Challenge ->
Scale the records starting at the line containing "Q: What is the bounding box of the black" and ending at the line containing "[845,428,1139,608]", both included, and give only those lines again, requests and all. Multiply every coordinate in the answers by 1.1 and round to whole numbers, with halves rounding up.

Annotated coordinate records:
********************
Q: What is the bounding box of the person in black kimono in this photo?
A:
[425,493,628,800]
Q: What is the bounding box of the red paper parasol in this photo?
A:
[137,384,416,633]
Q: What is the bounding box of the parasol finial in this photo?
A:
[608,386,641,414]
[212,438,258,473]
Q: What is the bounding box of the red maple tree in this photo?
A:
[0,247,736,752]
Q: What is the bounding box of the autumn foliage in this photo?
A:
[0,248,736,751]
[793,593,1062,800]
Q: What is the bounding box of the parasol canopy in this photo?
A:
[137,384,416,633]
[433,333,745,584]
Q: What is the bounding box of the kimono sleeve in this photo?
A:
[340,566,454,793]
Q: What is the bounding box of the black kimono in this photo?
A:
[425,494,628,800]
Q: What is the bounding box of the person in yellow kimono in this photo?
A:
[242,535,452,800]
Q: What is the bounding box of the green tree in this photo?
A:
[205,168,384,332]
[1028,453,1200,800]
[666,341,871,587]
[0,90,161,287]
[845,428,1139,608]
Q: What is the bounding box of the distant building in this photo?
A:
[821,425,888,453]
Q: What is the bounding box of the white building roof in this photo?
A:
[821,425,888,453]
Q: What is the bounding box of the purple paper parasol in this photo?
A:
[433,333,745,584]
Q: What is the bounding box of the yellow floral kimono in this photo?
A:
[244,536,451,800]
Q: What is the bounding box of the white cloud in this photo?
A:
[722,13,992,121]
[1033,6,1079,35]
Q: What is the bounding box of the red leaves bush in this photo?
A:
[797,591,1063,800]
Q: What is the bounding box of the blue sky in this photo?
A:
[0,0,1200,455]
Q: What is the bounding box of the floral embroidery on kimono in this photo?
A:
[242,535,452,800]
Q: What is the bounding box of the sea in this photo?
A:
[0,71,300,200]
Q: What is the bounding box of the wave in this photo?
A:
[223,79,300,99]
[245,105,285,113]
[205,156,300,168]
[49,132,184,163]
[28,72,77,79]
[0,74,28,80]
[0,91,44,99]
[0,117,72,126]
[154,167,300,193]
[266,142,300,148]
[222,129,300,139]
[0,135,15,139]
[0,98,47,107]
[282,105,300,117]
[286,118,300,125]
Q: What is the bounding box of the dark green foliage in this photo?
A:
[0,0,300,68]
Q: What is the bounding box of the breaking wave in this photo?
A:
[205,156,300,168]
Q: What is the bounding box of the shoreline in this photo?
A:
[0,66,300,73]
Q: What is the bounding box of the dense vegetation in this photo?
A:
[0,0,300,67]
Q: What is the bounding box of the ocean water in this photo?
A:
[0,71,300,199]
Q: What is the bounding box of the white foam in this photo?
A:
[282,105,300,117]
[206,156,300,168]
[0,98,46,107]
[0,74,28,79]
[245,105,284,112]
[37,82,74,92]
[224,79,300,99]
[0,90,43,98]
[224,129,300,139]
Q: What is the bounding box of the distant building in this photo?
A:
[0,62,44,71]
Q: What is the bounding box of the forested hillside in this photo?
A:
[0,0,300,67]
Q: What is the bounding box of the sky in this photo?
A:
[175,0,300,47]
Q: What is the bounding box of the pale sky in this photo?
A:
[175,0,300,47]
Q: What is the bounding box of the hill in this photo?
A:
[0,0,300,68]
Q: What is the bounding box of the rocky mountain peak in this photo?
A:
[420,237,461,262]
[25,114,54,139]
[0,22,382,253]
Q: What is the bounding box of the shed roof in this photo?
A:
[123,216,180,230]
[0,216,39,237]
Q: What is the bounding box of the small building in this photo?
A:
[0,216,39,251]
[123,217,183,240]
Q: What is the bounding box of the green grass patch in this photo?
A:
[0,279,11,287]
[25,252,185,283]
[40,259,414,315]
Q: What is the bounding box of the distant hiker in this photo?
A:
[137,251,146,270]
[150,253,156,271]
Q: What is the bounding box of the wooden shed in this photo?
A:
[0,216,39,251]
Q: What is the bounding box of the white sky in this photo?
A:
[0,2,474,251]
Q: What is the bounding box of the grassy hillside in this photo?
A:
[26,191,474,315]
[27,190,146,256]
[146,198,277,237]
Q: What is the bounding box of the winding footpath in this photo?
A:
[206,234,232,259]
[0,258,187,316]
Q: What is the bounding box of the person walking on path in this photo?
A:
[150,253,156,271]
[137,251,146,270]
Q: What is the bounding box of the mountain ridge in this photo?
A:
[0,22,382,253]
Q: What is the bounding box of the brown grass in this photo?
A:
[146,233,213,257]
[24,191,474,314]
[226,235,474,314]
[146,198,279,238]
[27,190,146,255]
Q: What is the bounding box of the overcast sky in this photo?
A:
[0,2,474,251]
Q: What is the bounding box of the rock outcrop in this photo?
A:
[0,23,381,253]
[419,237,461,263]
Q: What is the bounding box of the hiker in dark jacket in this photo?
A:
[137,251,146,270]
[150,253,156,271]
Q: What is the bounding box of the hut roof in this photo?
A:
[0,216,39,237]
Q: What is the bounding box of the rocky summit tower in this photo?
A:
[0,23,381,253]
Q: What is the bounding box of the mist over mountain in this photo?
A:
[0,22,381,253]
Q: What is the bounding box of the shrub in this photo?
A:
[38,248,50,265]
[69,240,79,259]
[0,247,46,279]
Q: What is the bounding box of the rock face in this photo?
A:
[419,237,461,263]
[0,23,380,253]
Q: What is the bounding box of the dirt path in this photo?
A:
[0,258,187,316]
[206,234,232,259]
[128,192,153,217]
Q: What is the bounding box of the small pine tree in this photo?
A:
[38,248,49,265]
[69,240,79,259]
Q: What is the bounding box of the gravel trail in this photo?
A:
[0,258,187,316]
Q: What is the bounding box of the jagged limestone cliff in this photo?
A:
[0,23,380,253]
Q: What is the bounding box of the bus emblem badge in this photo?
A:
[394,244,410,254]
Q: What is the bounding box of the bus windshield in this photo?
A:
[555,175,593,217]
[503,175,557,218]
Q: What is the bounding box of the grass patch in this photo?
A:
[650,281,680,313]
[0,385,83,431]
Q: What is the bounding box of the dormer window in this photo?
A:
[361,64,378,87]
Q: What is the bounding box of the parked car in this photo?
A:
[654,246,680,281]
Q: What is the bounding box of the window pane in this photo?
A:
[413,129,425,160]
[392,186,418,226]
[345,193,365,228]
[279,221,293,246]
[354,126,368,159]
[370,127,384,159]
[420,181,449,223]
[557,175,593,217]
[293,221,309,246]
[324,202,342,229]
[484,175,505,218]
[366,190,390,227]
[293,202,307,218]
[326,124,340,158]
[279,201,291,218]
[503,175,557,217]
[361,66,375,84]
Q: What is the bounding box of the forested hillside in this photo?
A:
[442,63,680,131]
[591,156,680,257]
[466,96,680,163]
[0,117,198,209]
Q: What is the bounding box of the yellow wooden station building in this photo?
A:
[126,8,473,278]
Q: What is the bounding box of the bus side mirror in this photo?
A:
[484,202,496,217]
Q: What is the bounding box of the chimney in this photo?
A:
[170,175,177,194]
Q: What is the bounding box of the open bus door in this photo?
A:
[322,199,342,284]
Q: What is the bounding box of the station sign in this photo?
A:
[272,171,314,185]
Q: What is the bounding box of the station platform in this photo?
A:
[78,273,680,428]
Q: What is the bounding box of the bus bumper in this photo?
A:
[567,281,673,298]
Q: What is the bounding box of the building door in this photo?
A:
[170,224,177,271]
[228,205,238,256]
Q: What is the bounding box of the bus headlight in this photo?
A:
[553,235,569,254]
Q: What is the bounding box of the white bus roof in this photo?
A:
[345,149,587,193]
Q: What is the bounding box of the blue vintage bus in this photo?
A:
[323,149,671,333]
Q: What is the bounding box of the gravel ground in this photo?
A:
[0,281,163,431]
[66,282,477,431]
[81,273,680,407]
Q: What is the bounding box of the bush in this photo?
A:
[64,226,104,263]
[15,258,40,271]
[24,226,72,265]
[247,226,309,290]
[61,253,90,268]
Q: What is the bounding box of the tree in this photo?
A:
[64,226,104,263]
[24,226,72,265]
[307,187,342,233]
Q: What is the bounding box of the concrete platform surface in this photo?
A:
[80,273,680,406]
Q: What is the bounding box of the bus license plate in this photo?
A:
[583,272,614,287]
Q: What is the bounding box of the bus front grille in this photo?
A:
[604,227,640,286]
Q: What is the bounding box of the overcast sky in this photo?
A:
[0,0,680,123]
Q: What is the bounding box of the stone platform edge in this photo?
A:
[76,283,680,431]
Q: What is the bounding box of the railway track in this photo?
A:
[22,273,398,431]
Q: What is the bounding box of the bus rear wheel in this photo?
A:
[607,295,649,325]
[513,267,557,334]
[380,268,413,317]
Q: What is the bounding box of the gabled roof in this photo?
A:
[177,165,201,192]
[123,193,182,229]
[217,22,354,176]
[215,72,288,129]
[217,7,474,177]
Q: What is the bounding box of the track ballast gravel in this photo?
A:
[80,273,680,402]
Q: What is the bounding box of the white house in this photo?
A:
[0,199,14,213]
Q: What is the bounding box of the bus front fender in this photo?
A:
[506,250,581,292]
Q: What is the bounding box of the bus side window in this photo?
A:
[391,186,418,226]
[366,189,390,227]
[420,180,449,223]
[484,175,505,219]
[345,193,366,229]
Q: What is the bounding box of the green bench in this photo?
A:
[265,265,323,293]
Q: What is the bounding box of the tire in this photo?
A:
********************
Task output ->
Q: What is the bounding box of the black kimono in this photo?
A:
[468,543,691,880]
Q: What is the bounding box of the person in yellow kimono in this photo?
A:
[266,589,497,880]
Q: What is the bounding box of the green tree in this photo?
A:
[226,185,422,365]
[1131,498,1320,880]
[733,375,958,646]
[0,99,177,316]
[930,471,1253,669]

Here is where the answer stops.